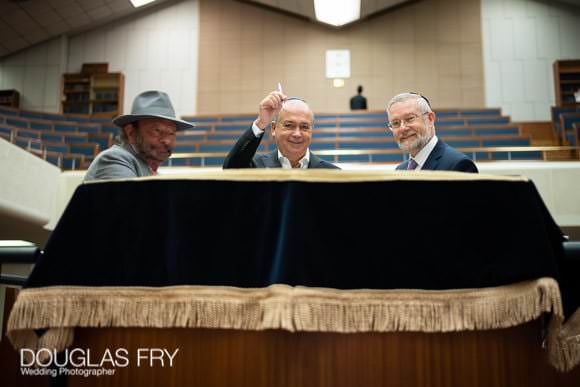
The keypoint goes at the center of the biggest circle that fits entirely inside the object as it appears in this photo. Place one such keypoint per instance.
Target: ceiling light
(337, 12)
(140, 3)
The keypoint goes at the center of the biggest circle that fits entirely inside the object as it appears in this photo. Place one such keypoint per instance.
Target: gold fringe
(61, 309)
(323, 175)
(564, 342)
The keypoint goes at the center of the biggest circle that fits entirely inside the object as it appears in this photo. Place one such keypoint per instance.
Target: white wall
(521, 40)
(156, 49)
(35, 73)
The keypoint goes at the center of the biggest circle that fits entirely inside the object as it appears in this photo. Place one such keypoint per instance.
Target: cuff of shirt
(257, 131)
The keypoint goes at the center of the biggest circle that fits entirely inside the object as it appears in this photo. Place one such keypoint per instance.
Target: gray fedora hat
(152, 104)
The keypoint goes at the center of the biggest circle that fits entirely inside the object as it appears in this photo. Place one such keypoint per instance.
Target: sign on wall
(337, 63)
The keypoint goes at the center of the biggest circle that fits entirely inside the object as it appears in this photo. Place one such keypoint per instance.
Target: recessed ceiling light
(140, 3)
(337, 13)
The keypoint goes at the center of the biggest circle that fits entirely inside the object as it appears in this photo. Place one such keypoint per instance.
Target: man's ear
(129, 130)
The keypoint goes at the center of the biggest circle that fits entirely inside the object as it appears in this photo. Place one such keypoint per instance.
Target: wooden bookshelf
(567, 82)
(95, 93)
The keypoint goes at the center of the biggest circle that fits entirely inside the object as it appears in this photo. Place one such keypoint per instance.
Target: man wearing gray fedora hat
(146, 139)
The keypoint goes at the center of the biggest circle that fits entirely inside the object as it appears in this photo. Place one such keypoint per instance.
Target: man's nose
(297, 131)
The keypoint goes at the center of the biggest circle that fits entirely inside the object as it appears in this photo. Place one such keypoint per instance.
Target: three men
(413, 125)
(147, 139)
(292, 123)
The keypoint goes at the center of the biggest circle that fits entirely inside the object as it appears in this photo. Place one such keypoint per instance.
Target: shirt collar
(424, 153)
(287, 165)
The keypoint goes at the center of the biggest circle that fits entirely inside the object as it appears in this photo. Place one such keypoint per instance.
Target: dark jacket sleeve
(242, 154)
(466, 165)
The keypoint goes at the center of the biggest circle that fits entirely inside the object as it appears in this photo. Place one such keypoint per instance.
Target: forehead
(404, 107)
(296, 111)
(153, 123)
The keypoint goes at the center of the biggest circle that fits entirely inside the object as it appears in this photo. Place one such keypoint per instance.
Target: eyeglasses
(396, 124)
(422, 96)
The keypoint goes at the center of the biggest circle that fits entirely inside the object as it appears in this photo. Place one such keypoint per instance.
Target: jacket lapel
(433, 160)
(271, 160)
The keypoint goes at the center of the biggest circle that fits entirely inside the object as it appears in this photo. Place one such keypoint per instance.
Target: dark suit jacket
(243, 155)
(358, 102)
(445, 158)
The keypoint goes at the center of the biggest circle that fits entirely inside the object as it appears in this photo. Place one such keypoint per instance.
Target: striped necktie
(412, 165)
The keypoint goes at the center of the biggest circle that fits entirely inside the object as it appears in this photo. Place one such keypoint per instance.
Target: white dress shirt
(424, 153)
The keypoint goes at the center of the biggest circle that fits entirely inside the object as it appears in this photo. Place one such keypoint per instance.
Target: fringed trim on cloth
(275, 307)
(564, 342)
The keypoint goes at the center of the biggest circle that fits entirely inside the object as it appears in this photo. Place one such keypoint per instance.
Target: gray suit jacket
(445, 158)
(119, 161)
(243, 155)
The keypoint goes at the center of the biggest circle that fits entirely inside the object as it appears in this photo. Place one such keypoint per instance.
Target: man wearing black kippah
(412, 123)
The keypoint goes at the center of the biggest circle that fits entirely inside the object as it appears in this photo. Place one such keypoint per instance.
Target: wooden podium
(218, 357)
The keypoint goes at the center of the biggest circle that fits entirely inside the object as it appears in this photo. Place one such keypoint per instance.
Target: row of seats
(78, 142)
(563, 120)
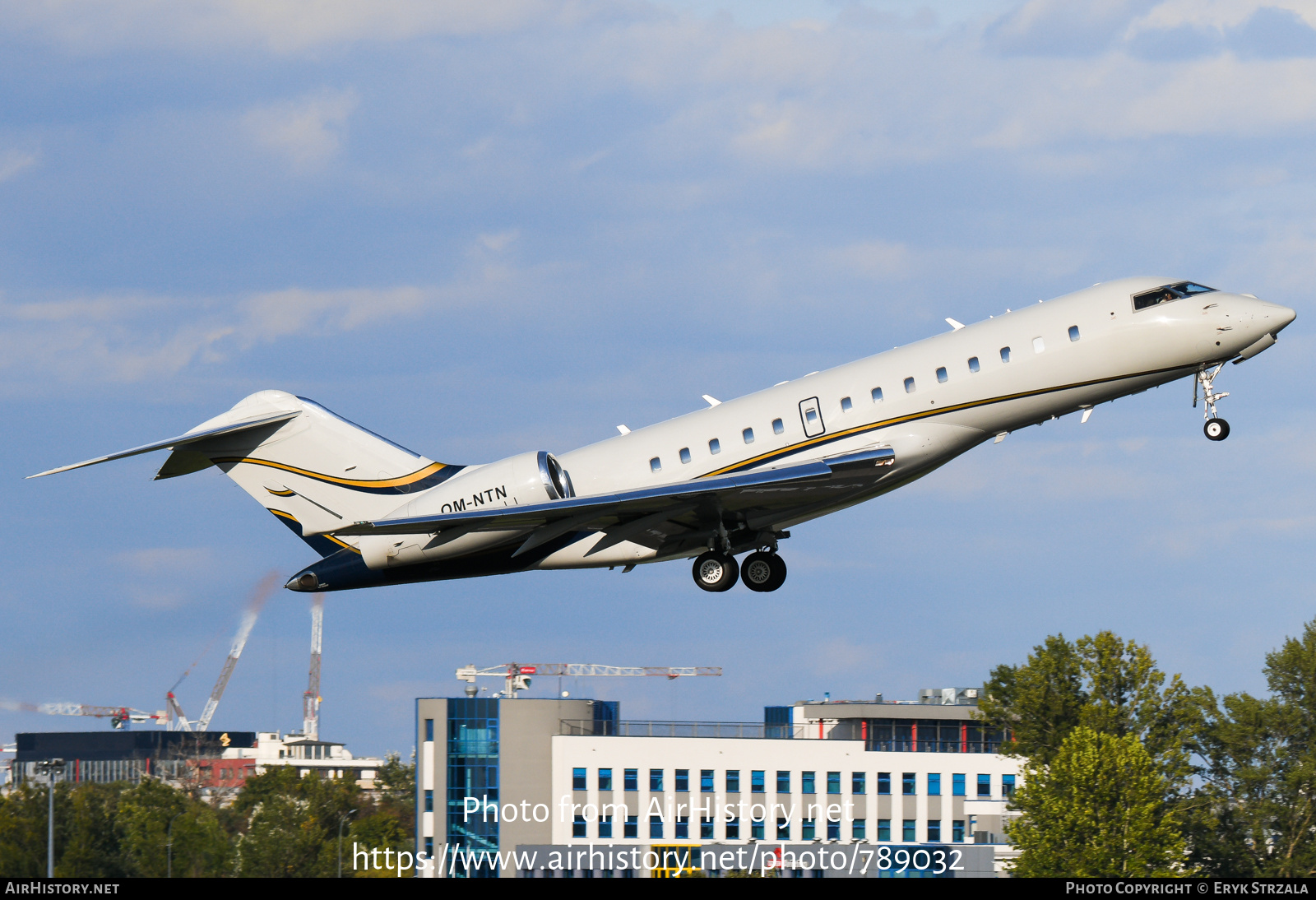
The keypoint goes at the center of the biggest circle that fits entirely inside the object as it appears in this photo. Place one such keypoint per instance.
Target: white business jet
(727, 479)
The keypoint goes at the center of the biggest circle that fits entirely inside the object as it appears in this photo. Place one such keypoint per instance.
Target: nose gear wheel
(1216, 428)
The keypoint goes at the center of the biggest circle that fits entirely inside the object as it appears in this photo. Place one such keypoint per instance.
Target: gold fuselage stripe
(401, 480)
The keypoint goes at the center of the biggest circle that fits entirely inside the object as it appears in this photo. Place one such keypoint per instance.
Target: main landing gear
(716, 571)
(1216, 428)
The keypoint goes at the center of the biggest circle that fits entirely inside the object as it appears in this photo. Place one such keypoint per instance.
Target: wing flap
(182, 440)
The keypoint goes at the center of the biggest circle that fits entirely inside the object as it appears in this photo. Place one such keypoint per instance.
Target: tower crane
(311, 699)
(249, 617)
(118, 716)
(173, 716)
(517, 676)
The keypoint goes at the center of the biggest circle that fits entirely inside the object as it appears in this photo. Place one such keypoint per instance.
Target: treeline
(1129, 772)
(280, 825)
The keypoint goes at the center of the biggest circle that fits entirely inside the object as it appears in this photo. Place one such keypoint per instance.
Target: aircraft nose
(1285, 315)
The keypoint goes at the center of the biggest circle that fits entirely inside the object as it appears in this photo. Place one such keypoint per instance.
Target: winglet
(178, 441)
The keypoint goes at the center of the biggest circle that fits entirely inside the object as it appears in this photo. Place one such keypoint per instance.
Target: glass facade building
(471, 772)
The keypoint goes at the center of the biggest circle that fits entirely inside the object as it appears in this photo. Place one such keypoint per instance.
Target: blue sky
(491, 228)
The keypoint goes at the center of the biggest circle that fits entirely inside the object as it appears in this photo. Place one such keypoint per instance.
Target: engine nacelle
(524, 479)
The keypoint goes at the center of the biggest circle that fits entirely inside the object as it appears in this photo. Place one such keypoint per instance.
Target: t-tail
(313, 469)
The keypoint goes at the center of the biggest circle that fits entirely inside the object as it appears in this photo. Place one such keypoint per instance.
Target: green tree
(289, 824)
(1256, 812)
(153, 816)
(1096, 810)
(1036, 704)
(1103, 683)
(23, 829)
(388, 821)
(91, 847)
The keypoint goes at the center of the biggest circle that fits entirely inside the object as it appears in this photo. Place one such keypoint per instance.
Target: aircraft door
(811, 415)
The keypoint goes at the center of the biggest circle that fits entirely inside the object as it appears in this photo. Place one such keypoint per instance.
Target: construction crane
(517, 678)
(249, 616)
(311, 699)
(118, 716)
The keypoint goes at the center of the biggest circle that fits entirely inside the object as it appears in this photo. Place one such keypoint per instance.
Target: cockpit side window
(1168, 294)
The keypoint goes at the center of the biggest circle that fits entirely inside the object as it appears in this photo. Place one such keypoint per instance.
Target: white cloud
(280, 26)
(166, 561)
(875, 259)
(307, 132)
(13, 162)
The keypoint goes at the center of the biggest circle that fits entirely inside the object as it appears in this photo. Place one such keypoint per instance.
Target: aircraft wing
(655, 516)
(191, 437)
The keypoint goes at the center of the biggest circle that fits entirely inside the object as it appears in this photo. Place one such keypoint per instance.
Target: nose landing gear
(1216, 428)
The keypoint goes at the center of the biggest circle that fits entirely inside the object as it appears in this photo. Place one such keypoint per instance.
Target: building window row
(809, 829)
(807, 782)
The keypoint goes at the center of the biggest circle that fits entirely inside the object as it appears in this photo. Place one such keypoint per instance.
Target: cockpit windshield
(1169, 292)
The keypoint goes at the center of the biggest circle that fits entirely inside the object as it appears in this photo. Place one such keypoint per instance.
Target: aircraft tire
(715, 571)
(758, 573)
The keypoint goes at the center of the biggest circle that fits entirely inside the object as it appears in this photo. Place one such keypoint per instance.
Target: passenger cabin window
(1169, 294)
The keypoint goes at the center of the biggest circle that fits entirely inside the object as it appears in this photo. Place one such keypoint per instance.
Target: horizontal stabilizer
(191, 437)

Your goal => Only the lines from the one containing "Target: cockpit windshield" through the final line above should be duplicated, exactly as they stand.

Task result =>
Target: cockpit windshield
(1169, 292)
The keypoint goes at the center of the biggest circle that fits entirely inside the object as it appears in this photo. Place one such keypoint per instance.
Target: aircraft tire
(715, 571)
(758, 573)
The keypoint goes at the center of the biggest circle that fits entirely inside the object as it appears in this photo. Place one such keypoint per instance.
Target: passenger cabin window
(1169, 294)
The keypoint goes at the center of the biggest circle that fits entirely inside the object as it appears in this photo. Place one such keypoint per instance.
Target: horizontal stabilizer
(191, 437)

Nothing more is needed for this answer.